▶ TASK DIRECTIONS:
Whatever appears in the data below, copy it exactly.

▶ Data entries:
########

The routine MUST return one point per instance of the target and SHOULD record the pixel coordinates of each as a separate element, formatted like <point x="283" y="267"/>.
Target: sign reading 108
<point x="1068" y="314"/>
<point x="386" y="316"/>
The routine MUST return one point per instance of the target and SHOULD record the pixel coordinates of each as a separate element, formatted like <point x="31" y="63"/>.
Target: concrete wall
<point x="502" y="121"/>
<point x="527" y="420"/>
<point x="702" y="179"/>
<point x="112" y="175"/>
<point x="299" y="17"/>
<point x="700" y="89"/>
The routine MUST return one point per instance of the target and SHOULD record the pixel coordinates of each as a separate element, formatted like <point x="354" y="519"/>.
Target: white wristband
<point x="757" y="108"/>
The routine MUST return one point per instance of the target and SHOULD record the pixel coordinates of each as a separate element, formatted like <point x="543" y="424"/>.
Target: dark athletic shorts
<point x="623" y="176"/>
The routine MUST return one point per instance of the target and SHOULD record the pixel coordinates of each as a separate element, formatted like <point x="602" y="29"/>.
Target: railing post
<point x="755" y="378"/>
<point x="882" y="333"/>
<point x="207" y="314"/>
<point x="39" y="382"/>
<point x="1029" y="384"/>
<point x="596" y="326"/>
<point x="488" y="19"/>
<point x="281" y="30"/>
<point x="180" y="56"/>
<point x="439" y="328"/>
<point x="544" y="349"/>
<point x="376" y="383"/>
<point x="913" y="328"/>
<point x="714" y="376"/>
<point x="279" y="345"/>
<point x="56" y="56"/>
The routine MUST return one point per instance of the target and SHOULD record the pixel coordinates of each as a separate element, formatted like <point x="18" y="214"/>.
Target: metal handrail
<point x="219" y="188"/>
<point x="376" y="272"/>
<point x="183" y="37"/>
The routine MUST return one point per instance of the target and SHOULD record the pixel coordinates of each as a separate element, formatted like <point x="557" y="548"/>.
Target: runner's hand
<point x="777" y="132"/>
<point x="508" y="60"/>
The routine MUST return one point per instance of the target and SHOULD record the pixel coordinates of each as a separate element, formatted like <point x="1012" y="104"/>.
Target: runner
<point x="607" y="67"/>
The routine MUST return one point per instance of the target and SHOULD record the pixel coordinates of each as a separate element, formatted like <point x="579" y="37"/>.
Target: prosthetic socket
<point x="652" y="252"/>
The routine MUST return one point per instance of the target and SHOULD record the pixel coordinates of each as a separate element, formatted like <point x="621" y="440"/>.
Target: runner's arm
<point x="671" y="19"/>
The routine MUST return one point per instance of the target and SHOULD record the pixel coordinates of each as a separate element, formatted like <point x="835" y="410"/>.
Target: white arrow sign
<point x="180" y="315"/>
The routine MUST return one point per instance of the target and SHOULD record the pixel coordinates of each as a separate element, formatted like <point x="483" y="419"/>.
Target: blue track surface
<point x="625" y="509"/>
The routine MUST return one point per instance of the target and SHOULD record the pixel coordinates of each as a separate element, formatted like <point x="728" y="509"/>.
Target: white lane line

########

▶ RESULT OF THIS EXERCISE:
The routine MUST return one point per instance of the target and SHOULD record the pixel coordinates of each as a separate element, formatted like <point x="283" y="267"/>.
Target: sign reading 108
<point x="1068" y="314"/>
<point x="386" y="316"/>
The routine MUST return one point per instance of the target and SHOULD record the pixel coordinates of each as a separate element, formatted like <point x="31" y="63"/>.
Target: concrete wall
<point x="502" y="121"/>
<point x="527" y="420"/>
<point x="702" y="179"/>
<point x="112" y="175"/>
<point x="299" y="17"/>
<point x="700" y="89"/>
The routine MUST return one point per instance of the target and SHOULD record the pixel coordinates of each as a separate element, formatted like <point x="354" y="519"/>.
Target: white wristband
<point x="757" y="108"/>
The routine MUST return one point per instance of the target and SHOULD record the pixel coordinates of each as a separate element, formatted like <point x="543" y="424"/>.
Target: dark athletic shorts
<point x="623" y="176"/>
The routine MUST return one point per instance of the target and SHOULD record the pixel coordinates of each as a separate element, formatted like <point x="602" y="29"/>.
Target: railing post
<point x="755" y="378"/>
<point x="882" y="333"/>
<point x="207" y="314"/>
<point x="39" y="382"/>
<point x="1029" y="384"/>
<point x="596" y="326"/>
<point x="488" y="19"/>
<point x="281" y="30"/>
<point x="180" y="56"/>
<point x="439" y="328"/>
<point x="544" y="349"/>
<point x="376" y="383"/>
<point x="913" y="328"/>
<point x="714" y="376"/>
<point x="279" y="345"/>
<point x="56" y="56"/>
The routine MUST return one point per instance of the target and SHOULD record the pixel coordinates of each as a separate element, formatted like <point x="18" y="214"/>.
Target: metal handrail
<point x="219" y="188"/>
<point x="376" y="272"/>
<point x="183" y="37"/>
The routine MUST return one point per instance of the target and SHOULD record the pixel coordinates of each as a separate element, formatted like <point x="557" y="548"/>.
Target: runner's hand
<point x="777" y="132"/>
<point x="508" y="60"/>
The routine MUST return one point per instance of the target and SHOULD record the pixel coordinates of each as a separate element, formatted like <point x="1012" y="104"/>.
Target: runner
<point x="607" y="67"/>
The routine MUST return one point per instance of the target and SHOULD record the pixel coordinates of each as a separate element, formatted like <point x="579" y="37"/>.
Target: prosthetic socket
<point x="652" y="252"/>
The routine MUST return one point per instance of the target and SHOULD record the pixel coordinates of each as a separate element, formatted like <point x="621" y="440"/>.
Target: runner's arm
<point x="671" y="19"/>
The routine MUST return one point per instance of the target and SHOULD record the pixel coordinates of each as a separate element, formatted like <point x="835" y="410"/>.
Target: white arrow sign
<point x="180" y="315"/>
The routine MUST return one point per instance of the target and SHOULD record the pixel coordinates of each as a separate element, formatted like <point x="483" y="419"/>.
Target: blue track surface
<point x="625" y="509"/>
The routine MUST return one point per instance of the target and SHOULD record the pixel coordinates of each as a separate element, formatted like <point x="728" y="509"/>.
Target: white lane line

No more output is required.